** begin EXCERPTED PASSAGE **
# Croakerfest 2013!!



## Finger_Mullet (Aug 19, 2005)

It has been way too long since we did a Croakerfest. 2006 was a long time ago. For those that made it we had a blast. I think we caught 20+ sharks that day. It is long overdue. Lets plan one for August. 

For those that did not make it you can read about it here:
http://www.pierandsurf.com/fishing-...ults-of-Croakerfest!!!!&highlight=croakerfest

We just all get together at the log at the Fort and kayak shark baits out all day. We cooked hamburgers on the beach and caught sharks.
Lets do it again. 

I am thinking August? Who can make it if we do early August. I will have to check the dates on the beach house and get back.

Darin


----------



## bstarling (Apr 24, 2005)

I'm in for certain. The last time was a real hoot. Lots of black tips and a real good time. Can't wait.

Bill:fishing:


----------



## Finger_Mullet (Aug 19, 2005)

bstarling said:


> I'm in for certain. The last time was a real hoot. Lots of black tips and a real good time. Can't wait.
> 
> Bill:fishing:


That was the first time I met you Bill. I thought you were crazy when you pulled out the roll of weedeater line, a brick and a tuna head. 

Darin


----------



## Surfmantom (Jun 6, 2012)

I'm in it I don't have work. Sounds like a lot of fun.


----------



## bstarling (Apr 24, 2005)
** end EXCERPTED PASSAGE **
** begin EXTRACTED INFORMATION **
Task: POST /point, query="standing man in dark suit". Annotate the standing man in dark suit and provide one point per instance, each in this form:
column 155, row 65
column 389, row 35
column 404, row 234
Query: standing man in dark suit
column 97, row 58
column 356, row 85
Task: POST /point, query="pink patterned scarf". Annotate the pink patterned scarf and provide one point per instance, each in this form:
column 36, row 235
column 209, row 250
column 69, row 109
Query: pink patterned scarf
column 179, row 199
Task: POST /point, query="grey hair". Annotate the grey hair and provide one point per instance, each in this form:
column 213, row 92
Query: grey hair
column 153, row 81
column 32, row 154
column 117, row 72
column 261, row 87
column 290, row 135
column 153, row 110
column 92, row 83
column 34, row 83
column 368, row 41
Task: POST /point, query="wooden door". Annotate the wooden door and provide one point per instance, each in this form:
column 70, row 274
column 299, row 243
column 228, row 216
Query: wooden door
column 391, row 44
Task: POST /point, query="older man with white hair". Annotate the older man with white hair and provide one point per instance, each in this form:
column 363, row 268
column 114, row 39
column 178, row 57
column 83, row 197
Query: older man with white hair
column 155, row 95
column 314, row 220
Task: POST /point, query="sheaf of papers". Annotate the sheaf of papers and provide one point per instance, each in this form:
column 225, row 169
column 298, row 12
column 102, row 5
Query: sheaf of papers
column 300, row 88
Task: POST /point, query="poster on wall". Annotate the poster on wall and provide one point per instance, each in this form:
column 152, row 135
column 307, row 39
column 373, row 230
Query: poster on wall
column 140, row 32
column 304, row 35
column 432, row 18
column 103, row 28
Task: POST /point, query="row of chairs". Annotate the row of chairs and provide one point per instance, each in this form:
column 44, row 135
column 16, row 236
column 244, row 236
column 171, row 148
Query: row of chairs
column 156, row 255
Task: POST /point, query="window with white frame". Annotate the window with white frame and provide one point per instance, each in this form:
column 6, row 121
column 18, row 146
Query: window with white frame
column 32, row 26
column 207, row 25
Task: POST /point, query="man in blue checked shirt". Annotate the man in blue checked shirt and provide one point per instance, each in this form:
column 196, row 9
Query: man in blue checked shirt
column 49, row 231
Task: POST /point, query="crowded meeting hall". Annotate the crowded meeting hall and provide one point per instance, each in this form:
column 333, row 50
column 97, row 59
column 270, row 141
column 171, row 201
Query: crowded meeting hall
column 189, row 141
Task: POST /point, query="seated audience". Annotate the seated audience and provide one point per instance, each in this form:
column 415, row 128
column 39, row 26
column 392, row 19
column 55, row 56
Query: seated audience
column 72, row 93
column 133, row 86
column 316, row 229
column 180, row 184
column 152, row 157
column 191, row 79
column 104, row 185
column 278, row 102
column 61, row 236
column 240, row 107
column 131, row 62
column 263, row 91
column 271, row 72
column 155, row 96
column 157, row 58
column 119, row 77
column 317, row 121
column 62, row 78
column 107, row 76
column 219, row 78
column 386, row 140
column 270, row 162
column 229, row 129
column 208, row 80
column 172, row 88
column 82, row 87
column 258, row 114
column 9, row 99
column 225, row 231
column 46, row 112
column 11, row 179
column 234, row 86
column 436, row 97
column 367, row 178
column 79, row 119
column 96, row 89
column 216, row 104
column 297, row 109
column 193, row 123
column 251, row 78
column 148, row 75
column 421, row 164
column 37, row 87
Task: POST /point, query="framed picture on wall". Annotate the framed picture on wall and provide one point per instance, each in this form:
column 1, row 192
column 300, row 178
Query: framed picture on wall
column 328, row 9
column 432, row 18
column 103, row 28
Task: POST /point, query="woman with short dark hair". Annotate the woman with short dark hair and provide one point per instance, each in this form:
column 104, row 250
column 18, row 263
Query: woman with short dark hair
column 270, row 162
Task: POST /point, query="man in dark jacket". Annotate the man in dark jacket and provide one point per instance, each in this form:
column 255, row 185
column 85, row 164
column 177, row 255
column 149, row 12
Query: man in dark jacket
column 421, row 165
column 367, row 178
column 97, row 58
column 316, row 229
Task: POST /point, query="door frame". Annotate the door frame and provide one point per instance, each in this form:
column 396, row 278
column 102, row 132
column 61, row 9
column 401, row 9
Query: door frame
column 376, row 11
** end EXTRACTED INFORMATION **
* _DIRECTIONS_
1. In the Croakerfest thread, rewrite the paragraph beginning "It has been way too long since we did a Croakerfest" more briefly, keeping its main facts.
2. Write out the stretch of the Croakerfest thread from "We just all" through "do it again." word for word.

* _COMPLETED EXERCISE_
1. The last Croakerfest, in 2006, was long ago. Those who attended had a great time and caught more than 20 sharks that day. Another one is overdue and should be planned for August.

2.
We just all get together at the log at the Fort and kayak shark baits out all day. We cooked hamburgers on the beach and caught sharks.
Lets do it again.